── EXTRACTED RECORDS ──
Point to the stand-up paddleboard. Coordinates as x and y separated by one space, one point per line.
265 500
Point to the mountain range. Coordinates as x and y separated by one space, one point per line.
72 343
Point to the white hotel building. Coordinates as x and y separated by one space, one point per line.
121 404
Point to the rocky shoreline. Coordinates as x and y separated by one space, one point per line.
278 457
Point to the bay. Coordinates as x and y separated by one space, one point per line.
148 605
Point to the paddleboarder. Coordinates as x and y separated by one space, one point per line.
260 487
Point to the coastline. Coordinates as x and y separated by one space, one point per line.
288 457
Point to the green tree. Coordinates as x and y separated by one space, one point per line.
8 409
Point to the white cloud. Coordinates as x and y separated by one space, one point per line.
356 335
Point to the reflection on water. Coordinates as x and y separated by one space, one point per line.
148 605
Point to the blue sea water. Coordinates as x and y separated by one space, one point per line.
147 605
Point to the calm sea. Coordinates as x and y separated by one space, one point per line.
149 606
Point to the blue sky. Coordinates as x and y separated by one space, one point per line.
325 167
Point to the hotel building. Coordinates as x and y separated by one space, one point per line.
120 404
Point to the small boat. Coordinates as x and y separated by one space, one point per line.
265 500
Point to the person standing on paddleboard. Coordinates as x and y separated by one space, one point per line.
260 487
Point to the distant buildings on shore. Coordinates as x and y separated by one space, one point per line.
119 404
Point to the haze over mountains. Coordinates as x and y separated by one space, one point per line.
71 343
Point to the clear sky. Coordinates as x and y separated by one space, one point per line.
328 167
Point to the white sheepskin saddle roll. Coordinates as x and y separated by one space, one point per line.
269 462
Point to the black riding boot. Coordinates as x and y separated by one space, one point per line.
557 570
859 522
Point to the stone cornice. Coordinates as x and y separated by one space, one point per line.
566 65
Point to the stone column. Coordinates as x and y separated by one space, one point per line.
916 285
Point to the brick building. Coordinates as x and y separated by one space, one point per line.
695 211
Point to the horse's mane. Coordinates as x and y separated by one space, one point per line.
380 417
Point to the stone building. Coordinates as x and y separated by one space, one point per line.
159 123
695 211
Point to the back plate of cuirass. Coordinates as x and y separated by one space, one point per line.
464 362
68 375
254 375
───
REQUIREMENTS >> Reproduce each line of the material above precisely.

FINISHED ANSWER >>
Point to the stand-up paddleboard. Coordinates as x and y separated by one space, one point per line.
265 500
Point to the mountain range. Coordinates as x and y separated by one space, one point per line.
72 343
Point to the white hotel building. Coordinates as x and y separated by one space, one point per line.
121 404
Point to the rocky shoreline. Coordinates as x and y separated by one space, one point per line.
278 457
Point to the bay. Coordinates as x and y separated by one space, one point per line.
148 605
Point to the paddleboarder. Coordinates as x and y separated by one space, one point per line.
260 487
Point to the coastline. Coordinates as x and y separated by one space, one point per line.
288 457
Point to the green tree. Coordinates as x and y separated by one space, one point per line.
8 409
Point to the white cloud. Coordinates as x and y separated by one space, one point per line.
356 335
Point to the reflection on water. Coordinates as x and y separated by one space, one point per line.
148 605
Point to the blue sea water. Coordinates as x and y separated by one space, one point per line.
147 605
Point to the calm sea. Coordinates as x and y separated by one space, one point per line.
149 606
Point to the blue sky. Coordinates as x and y separated by one space, one point per line.
325 167
Point to the hotel building. Coordinates as x and y separated by one space, one point per line.
120 404
Point to the small boat. Coordinates as x and y separated by one space, one point per line.
265 500
Point to the person standing on paddleboard. Coordinates as x and y separated by one space, one point per line.
260 487
Point to the distant buildings on shore. Coordinates as x and y separated by one space, one point per line.
119 404
Point to the haze over mountains. Coordinates as x and y separated by one space, one point per line.
71 343
Point to the clear sky. Coordinates as x and y separated by one space, one point per line.
328 167
Point to the white sheepskin saddle roll. Coordinates as x and y separated by one space, one point per line.
269 462
Point to the black riding boot. Coordinates as x and y separated by one space, one point per line.
557 570
859 522
Point to the stone cornice. Coordinates as x and y separated by one space, one point per line.
566 65
Point to the stone column. Coordinates as x and y separated by one space, one point per line.
916 285
Point to the brick building. Coordinates as x and y separated by one space, one point per line.
695 211
Point to the horse's mane. Coordinates as x and y separated by one space, one point per line.
380 417
Point to the stone building. Coordinates as x and y separated by one space, one point per line.
159 123
695 211
Point to the back plate of cuirass. Coordinates as x and y separated by one space, one point per line.
464 362
68 375
254 375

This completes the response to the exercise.